Assigned task: Report how many lines in the items contain the string "positive". Case counts. Give only the number.

━━━ Records provided

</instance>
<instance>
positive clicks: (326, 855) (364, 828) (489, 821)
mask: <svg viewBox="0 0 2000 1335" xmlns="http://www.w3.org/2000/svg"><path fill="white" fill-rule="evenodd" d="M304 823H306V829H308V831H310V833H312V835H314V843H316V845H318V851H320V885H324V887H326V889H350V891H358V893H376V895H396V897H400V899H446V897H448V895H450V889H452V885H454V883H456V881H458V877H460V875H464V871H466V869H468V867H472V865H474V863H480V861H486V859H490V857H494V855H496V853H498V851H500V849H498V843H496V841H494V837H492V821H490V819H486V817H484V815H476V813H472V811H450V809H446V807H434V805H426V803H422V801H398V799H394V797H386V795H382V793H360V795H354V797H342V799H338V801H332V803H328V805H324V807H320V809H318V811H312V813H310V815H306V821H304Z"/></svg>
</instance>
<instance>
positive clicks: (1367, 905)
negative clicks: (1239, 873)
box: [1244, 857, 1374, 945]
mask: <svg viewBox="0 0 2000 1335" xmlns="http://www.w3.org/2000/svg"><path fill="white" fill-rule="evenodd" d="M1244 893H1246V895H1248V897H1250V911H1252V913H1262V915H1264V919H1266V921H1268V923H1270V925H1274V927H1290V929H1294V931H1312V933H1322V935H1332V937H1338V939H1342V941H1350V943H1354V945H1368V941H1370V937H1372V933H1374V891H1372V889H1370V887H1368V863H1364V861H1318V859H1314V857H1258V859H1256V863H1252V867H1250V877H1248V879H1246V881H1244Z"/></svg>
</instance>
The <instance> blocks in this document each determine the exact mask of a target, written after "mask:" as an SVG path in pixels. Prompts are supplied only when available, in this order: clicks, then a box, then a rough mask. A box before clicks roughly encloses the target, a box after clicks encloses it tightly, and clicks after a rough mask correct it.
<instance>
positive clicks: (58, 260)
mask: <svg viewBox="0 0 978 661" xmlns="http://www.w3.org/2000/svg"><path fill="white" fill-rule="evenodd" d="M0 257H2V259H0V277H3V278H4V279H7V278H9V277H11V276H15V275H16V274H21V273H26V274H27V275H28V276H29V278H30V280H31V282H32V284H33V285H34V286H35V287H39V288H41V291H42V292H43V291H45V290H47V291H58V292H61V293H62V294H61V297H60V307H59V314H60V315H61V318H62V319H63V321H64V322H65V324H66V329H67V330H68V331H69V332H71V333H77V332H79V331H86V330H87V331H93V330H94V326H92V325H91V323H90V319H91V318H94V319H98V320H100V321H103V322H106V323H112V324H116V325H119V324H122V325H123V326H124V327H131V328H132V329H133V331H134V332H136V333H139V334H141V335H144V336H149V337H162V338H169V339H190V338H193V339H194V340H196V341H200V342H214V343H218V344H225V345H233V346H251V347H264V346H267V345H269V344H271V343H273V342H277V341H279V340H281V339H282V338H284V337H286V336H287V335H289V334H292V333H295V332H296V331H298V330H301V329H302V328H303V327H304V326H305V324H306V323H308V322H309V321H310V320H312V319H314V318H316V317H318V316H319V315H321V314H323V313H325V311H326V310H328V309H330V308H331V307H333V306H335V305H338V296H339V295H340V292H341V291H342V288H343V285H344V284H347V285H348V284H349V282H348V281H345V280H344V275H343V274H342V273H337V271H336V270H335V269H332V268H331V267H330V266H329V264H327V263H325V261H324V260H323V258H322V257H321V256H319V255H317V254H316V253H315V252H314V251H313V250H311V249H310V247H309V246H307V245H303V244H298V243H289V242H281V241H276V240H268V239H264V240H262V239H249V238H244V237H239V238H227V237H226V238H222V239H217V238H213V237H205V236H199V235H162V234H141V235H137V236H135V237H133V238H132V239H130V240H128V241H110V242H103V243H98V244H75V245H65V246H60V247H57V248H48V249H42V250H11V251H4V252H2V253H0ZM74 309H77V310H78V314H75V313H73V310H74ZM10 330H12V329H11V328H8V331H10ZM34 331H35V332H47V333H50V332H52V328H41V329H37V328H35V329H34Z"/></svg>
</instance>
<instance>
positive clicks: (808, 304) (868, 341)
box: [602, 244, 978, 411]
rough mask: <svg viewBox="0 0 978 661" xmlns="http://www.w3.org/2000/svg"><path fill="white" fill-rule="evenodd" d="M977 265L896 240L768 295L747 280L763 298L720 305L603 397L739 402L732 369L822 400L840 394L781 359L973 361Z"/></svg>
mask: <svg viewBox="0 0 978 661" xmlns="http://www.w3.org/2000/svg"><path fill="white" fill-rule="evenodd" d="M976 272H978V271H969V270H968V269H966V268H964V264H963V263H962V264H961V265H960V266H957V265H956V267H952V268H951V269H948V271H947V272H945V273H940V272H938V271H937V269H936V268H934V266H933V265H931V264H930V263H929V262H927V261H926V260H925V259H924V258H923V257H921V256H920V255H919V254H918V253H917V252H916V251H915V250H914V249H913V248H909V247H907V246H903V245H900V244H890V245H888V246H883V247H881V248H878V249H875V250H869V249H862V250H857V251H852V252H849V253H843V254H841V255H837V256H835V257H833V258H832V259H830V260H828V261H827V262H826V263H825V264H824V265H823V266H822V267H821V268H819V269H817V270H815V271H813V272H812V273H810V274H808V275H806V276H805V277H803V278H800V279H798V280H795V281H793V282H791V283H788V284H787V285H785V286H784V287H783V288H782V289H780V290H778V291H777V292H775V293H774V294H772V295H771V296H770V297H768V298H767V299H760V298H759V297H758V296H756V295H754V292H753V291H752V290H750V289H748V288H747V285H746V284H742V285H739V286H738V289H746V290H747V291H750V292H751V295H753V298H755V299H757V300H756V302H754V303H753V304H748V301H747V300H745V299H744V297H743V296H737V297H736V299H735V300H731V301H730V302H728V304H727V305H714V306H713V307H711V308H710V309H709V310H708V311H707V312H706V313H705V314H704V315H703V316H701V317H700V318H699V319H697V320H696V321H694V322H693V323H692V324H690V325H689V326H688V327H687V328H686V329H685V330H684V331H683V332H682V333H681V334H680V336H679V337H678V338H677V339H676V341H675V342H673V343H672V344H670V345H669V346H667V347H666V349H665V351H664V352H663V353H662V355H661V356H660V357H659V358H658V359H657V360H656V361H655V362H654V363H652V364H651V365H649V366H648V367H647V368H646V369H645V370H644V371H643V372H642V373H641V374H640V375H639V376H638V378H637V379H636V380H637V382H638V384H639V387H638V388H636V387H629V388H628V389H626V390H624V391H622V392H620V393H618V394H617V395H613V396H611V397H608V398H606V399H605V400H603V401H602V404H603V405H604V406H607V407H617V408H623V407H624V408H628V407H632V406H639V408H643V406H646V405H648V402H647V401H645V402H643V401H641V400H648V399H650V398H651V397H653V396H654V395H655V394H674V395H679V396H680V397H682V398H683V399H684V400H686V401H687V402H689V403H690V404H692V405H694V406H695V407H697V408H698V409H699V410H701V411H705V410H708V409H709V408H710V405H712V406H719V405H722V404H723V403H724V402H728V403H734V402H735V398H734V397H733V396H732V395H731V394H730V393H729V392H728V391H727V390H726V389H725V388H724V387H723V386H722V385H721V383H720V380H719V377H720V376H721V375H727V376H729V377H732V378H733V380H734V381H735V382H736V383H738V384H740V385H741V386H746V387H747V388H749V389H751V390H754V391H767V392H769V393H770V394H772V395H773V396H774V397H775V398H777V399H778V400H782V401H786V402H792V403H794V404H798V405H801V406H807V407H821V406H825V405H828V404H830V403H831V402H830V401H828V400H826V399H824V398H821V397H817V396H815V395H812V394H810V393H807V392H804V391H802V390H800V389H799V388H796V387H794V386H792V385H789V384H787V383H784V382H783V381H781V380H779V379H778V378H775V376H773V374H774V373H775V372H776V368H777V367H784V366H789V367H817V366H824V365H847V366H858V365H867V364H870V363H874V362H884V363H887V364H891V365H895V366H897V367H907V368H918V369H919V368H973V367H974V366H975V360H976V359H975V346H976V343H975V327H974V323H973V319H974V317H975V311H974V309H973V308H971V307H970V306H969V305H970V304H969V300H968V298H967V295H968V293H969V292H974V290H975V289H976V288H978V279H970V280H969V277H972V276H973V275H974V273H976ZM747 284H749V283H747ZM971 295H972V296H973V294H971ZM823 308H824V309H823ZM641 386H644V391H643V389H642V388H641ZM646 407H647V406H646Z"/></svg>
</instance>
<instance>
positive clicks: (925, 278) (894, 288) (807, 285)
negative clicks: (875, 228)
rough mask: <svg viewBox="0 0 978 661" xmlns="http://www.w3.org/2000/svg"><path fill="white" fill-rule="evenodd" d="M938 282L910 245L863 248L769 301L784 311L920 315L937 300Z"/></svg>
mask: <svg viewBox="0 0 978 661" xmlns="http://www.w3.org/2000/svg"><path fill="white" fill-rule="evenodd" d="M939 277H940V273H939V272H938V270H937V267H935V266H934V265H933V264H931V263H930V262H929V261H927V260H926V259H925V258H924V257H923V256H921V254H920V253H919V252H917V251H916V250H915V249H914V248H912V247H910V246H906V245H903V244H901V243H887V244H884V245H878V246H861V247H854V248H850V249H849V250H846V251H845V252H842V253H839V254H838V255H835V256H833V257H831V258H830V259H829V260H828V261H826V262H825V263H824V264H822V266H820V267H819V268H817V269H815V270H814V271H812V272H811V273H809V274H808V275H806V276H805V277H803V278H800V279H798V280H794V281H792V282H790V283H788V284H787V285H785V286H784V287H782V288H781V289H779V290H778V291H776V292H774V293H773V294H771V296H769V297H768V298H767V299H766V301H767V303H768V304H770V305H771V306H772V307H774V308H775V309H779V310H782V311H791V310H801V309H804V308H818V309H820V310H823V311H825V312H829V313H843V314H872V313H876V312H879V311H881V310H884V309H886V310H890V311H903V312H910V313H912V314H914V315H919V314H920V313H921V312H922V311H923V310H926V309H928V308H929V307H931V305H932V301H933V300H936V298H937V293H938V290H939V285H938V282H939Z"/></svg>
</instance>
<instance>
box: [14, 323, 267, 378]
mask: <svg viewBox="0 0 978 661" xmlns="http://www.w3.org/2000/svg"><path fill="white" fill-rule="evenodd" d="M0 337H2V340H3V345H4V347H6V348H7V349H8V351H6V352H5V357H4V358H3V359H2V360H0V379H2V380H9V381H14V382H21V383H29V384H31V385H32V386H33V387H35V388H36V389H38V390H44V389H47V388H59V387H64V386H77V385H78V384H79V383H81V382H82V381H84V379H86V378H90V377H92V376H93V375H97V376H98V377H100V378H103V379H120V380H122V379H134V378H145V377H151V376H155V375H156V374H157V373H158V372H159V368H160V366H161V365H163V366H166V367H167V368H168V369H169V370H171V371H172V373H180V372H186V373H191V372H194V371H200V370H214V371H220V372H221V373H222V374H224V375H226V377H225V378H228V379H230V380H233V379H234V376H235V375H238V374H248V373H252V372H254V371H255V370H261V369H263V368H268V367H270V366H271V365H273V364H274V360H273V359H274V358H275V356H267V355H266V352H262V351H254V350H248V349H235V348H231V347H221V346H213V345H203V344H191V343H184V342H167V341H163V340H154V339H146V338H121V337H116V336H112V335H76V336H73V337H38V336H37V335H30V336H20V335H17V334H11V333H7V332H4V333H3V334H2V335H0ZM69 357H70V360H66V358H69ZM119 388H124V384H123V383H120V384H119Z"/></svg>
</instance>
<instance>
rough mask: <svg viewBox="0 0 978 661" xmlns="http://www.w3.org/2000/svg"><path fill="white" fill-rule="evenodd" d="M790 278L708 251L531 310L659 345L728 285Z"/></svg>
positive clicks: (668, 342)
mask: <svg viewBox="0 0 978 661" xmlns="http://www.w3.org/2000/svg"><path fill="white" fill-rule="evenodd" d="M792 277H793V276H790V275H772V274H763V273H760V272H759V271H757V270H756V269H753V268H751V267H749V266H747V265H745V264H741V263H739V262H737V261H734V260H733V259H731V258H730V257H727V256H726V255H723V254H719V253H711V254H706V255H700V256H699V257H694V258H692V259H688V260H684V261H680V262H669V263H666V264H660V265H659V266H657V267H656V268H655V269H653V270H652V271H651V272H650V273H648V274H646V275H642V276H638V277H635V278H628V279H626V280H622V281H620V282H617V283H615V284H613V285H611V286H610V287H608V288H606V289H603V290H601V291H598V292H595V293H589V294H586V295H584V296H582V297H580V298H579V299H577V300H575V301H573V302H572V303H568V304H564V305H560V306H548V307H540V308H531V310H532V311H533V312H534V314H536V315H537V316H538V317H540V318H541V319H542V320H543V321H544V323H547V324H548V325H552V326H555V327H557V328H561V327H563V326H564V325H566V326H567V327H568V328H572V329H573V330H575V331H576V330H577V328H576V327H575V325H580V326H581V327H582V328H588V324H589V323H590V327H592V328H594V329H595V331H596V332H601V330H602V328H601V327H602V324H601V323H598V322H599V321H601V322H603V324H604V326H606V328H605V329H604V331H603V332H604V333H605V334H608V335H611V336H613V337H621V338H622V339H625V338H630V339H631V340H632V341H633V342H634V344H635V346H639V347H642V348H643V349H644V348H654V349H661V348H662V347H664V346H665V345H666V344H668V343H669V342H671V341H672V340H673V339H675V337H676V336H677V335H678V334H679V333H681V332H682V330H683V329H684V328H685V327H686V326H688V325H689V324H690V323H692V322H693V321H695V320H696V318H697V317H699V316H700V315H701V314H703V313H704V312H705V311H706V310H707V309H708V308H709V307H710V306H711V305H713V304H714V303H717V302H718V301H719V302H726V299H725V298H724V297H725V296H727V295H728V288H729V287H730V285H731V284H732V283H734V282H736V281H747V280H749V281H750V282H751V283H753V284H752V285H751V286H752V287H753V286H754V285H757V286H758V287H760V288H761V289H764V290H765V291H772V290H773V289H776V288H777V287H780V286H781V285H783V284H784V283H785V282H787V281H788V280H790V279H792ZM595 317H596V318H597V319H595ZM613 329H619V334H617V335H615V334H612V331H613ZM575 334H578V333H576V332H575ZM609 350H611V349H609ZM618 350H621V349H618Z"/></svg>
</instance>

━━━━━━

Answer area: 6